» Extract
** Begin **
By signaling that he plans to keep a presence in New York after taking office in January, Mr. Trump, a Republican, has animated a confrontation unlike any in modern American politics: between a president who clings to his hometown and yearns for its affection, and a city that wishes he would simply disappear.

Already, the measures to protect Mr. Trump when he is in his skyscraper have created friction between the president-elect and New York City, which is projected to spend $35 million on securing Trump Tower before Inauguration Day, according to city officials.

“It’s almost like a pope in residence,” said Michael A.L. Balboni, a Republican who was once a state legislator and served as New York State’s top homeland security official.
  
Security costs are only the beginning of Mr. Trump’s showdown with the city. Unlike a typical president (or a pope), Mr. Trump is no local hero in the town that made him famous. His Democratic opponent, Hillary Clinton, defeated him here by huge margins, winning every borough except Staten Island. His fellow residents of Manhattan rejected him even in the Republican primary, with a plurality in the borough voting instead for Gov. John R. Kasich of Ohio, an underdog in the race.

Now that Mr. Trump has won, his continuing presence feels to many New Yorkers less like a source of pride than an open wound. While the president-elect has held court in his tower, receiving foreign dignitaries and candidates for his cabinet, New York’s political leaders have raged against him and vowed to obstruct his agenda. Mayor Bill de Blasio, a Democrat, and members of Congress have traveled to the doorstep of Trump Tower to publicly chastise its most famous resident.

In the heat of the presidential race, Democrats in the state and city legislatures sought to remove Mr. Trump’s name from a state park and void his contracts with the city. They failed, but since Election Day, three apartment buildings on the West Side of Manhattan have taken down Mr. Trump’s name from their entrances after hundreds of tenants supported a petition to efface his brand from the developments.

New York has never before given the nation a president so disliked by its own voters. The last New York native to have won the presidency, Franklin D. Roosevelt, earned a festive serenade from throngs of his neighbors in Hyde Park in 1940 to celebrate his historic re-election to a third term. In contrast, Mr. Trump’s victory touched off days of angry protests in Midtown, where demonstrators chanted, “New York hates Trump.”

There is no direct analogy for the discord between the president-elect and his hometown. For decades, American presidents have been revered in their home states during their terms: President Obama remained popular in Illinois, most of all in Chicago, regardless of his national approval ratings. George W. Bush was warmly welcomed in Texas throughout his turbulent presidency.
** End **
» What you have to do
Please continue the article on the conflict between Mr. Trump and New York City, starting from its last paragraph. The records have no connection to the article about Trump and New York City.

» Extracted entries
** Begin **
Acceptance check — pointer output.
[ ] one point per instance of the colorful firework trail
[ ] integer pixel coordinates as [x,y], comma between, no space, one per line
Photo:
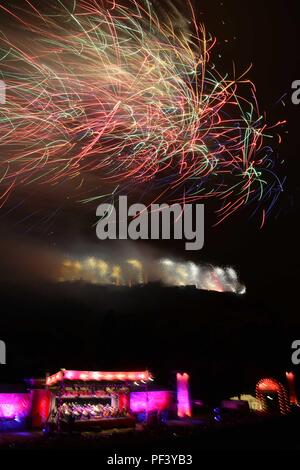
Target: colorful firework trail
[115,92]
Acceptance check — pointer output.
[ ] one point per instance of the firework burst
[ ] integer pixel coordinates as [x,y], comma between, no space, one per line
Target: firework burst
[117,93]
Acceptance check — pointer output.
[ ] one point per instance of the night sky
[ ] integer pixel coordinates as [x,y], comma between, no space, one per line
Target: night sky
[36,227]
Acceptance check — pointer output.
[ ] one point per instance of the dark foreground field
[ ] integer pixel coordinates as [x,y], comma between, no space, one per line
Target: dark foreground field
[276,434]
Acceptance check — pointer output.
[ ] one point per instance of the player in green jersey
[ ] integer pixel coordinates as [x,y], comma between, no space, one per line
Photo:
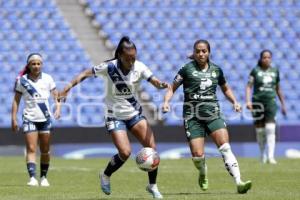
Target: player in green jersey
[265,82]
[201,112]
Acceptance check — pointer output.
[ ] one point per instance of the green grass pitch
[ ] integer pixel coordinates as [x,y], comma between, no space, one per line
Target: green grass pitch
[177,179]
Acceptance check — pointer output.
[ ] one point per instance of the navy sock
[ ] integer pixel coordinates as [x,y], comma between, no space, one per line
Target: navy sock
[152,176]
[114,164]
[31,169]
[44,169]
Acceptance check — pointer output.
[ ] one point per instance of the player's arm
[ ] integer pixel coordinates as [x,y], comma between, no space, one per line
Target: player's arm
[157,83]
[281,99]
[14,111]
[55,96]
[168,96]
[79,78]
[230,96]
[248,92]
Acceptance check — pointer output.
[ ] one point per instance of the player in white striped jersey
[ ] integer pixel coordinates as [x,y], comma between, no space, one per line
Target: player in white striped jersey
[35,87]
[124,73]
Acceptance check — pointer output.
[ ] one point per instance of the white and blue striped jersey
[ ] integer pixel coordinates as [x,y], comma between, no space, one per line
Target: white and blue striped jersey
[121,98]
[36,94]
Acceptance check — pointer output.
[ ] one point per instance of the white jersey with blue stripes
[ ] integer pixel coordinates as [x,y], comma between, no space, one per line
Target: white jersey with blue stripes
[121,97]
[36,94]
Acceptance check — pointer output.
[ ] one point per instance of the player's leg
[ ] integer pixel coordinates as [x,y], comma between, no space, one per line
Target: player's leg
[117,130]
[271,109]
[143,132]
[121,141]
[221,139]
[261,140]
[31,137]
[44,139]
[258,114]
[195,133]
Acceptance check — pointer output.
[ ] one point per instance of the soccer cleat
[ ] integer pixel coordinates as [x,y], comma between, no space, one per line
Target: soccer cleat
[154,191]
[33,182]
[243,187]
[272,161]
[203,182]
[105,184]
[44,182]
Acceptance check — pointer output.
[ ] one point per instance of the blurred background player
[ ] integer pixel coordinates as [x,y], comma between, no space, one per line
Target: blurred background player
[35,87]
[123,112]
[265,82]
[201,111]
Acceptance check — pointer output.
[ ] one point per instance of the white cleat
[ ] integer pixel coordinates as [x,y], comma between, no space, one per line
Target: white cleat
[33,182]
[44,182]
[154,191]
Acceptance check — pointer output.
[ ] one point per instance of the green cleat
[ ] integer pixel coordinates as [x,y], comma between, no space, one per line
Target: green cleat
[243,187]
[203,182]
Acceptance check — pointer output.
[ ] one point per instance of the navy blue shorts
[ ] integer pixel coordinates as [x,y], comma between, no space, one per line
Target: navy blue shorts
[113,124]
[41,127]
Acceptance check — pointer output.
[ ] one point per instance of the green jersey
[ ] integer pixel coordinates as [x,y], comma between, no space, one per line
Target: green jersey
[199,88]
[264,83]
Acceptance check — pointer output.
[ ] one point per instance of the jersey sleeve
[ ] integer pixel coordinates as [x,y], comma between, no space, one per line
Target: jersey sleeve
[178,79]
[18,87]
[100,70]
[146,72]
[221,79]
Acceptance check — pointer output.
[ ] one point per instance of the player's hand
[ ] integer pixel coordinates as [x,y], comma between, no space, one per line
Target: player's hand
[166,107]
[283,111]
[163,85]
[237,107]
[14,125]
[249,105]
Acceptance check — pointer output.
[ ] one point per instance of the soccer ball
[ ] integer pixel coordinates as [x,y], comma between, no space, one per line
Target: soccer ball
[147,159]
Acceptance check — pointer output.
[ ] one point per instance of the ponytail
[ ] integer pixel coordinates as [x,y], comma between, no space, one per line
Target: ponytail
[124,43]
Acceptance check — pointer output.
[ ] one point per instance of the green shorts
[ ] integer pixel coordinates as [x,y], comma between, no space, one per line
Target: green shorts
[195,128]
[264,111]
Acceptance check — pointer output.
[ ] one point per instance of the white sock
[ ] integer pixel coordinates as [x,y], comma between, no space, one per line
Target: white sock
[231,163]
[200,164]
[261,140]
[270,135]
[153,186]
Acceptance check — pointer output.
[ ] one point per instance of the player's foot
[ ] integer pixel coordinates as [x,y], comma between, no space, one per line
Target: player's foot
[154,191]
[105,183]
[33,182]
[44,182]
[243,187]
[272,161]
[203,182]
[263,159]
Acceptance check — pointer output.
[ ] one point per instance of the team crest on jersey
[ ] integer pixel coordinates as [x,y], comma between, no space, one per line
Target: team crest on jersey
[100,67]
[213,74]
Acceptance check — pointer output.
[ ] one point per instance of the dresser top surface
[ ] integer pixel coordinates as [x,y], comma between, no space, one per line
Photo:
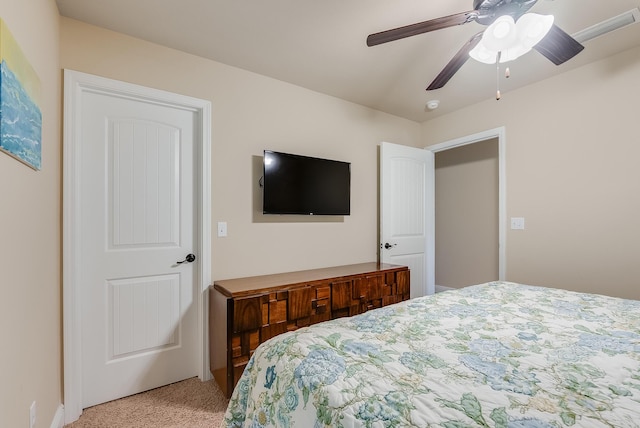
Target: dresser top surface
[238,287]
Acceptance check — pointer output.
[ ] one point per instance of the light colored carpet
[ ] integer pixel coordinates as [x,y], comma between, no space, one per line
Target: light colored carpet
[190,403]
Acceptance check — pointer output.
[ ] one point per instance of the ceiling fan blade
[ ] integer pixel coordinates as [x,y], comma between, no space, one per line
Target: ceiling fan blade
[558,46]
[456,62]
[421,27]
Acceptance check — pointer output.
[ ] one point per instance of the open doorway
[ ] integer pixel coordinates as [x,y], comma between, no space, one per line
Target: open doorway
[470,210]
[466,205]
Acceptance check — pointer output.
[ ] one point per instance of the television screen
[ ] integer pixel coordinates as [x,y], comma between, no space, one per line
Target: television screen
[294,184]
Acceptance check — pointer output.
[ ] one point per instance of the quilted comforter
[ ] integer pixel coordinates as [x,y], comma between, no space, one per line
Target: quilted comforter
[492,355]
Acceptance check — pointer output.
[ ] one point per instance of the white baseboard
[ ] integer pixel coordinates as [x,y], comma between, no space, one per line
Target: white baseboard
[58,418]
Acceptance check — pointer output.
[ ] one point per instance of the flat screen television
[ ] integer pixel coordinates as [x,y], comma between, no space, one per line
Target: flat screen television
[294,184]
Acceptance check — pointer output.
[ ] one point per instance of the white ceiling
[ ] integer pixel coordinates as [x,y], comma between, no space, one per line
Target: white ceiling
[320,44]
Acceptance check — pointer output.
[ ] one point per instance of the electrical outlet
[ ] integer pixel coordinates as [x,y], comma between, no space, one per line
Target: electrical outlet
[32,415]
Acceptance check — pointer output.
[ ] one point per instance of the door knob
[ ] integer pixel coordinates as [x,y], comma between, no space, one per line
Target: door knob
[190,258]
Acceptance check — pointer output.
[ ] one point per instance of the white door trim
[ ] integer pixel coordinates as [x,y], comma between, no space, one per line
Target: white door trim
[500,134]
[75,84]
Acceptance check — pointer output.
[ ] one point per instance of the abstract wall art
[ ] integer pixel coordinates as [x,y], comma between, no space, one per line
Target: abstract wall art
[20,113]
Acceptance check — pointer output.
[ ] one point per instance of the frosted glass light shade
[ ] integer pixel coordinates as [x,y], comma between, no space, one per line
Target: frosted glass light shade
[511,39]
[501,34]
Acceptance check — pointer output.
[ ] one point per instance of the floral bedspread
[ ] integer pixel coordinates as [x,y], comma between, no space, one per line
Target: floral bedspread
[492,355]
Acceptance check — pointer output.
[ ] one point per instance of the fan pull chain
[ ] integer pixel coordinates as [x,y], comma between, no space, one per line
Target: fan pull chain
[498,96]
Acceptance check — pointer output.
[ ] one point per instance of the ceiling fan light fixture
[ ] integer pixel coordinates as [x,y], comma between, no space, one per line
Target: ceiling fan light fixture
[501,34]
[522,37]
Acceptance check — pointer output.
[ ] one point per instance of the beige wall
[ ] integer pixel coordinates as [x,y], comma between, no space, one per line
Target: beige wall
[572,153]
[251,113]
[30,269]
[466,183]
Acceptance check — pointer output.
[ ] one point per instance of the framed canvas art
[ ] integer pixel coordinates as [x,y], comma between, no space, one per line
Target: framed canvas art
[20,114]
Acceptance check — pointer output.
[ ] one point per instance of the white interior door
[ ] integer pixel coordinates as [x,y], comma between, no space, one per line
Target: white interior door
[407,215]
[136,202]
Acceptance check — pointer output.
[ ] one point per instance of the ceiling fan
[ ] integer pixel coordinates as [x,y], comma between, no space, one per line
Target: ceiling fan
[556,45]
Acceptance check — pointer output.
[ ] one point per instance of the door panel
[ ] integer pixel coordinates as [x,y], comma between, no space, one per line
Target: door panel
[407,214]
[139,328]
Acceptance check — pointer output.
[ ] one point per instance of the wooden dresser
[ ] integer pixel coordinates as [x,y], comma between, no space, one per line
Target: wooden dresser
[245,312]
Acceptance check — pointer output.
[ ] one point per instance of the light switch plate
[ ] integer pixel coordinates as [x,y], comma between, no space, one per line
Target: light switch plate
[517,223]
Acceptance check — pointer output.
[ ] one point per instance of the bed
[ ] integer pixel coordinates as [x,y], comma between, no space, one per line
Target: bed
** End **
» Task output
Presidents have often established seasonal refuges or favorite vacation destinations: Mr. Bush’s ranch in Crawford, Tex., for example, where he spent summer months, or the California retreats of Richard M. Nixon and Ronald Reagan. Should Mr. Trump make frequent use of Mar-a-Lago, his estate and private club in Palm Beach, Fla., he might find a kind of precedent in Harry S. Truman’s so-called Little White House in Key West, Fla.

But no president has made a practice of taking long and frequent personal trips from the White House to a major urban area, let alone the country’s largest city. And none has tried the kind of commuter relationship with the Oval Office that Mr. Trump’s critics fear he may pursue.
The only plausible American comparison, historians say, might be the last New York tycoon to hold national office: Nelson A. Rockefeller, who as the appointed vice president under Gerald R. Ford preferred to spend weekends in New York with his wife, Happy, and two young sons.

Richard Norton Smith, a presidential historian and Rockefeller biographer, said that unlike Mr. Trump, Mr. Rockefeller rarely stayed at his Fifth Avenue penthouse, preferring his Westchester County estate. And Mr. Rockefeller could travel more discreetly in that era, Mr. Smith said, with a far less disruptive security detail than is required of presidents and vice presidents today.

Mr. Trump, on the other hand, plainly “doesn’t seem to mind generating chaos or tumult,” Mr. Smith said. The notion of a president opting to avoid the White House, he added, was highly unusual.

“Most of these guys spend their lives turning themselves, and their families and what passes for normal conventional life, inside out in an effort to live in that house,” Mr. Smith said.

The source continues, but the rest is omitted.